**Task directions:** Starting with the line that mentions "Query: concrete slab", repeat each line verbatim until the entries end, both ends included.

**Data for review:**

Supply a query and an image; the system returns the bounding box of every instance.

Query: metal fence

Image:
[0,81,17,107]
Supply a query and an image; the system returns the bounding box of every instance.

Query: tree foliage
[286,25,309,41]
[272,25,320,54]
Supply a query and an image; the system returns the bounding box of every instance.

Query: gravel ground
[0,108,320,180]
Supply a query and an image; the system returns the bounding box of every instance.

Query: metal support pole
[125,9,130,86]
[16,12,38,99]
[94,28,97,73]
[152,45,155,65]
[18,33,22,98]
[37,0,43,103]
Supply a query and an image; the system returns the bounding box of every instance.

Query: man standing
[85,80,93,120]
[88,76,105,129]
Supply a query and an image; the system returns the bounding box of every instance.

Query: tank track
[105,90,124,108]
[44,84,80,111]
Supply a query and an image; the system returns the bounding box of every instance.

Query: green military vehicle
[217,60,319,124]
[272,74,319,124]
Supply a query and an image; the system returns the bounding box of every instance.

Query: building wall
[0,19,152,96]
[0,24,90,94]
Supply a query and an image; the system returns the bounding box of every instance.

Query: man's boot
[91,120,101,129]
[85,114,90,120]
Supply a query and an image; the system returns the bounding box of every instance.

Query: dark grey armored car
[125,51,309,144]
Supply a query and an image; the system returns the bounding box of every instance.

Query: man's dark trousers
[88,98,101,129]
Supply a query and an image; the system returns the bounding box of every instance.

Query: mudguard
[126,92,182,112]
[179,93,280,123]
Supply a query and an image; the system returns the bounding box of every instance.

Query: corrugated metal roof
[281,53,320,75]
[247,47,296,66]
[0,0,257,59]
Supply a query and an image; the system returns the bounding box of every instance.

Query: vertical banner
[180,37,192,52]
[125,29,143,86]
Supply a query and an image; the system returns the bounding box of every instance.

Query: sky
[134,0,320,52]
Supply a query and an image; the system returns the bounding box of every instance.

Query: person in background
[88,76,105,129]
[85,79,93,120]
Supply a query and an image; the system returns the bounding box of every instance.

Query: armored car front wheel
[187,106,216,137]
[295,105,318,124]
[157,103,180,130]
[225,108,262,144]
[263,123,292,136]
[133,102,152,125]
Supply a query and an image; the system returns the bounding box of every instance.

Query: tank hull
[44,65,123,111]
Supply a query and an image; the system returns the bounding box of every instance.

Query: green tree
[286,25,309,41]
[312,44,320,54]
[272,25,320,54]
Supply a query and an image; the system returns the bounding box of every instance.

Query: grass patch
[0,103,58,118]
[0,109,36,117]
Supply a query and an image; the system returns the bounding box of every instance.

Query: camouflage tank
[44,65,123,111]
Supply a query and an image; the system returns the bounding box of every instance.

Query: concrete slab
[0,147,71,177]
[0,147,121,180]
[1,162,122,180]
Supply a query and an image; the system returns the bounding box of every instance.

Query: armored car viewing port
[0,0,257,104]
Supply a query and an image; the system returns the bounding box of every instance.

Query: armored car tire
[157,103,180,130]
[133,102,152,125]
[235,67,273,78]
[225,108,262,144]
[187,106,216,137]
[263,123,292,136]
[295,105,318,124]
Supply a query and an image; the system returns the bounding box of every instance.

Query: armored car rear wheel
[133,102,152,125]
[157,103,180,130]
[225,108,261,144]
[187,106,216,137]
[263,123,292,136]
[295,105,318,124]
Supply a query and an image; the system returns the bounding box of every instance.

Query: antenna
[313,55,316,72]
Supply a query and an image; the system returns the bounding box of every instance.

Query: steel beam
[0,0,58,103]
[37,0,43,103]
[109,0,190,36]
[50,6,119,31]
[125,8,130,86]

**Task response:**
Query: concrete slab
[0,147,71,177]
[0,147,121,180]
[1,162,122,180]
Supply a query and an image; the system returns the bounding box of every instance.

Query: armored car viewing port
[0,0,257,104]
Supply a query and an image; the system returns the bounding box of every instance.

Query: armored car tire
[157,103,180,130]
[133,102,152,125]
[235,67,273,78]
[225,108,262,144]
[187,106,216,137]
[263,123,292,136]
[295,105,318,124]
Supply a query and an image; the system returns the bounding box of every instance.

Query: armored car rear wheel
[133,102,152,125]
[157,103,180,130]
[225,108,261,144]
[187,106,216,137]
[263,123,292,136]
[295,105,318,124]
Supply a query and an image; the system returns the bounding box of every instance.

Query: antenna
[313,55,316,72]
Supply a query and an image; the system returns the bounding box of every instance.

Query: steel beam
[0,0,58,103]
[37,0,43,103]
[109,0,190,36]
[50,6,119,31]
[125,8,130,86]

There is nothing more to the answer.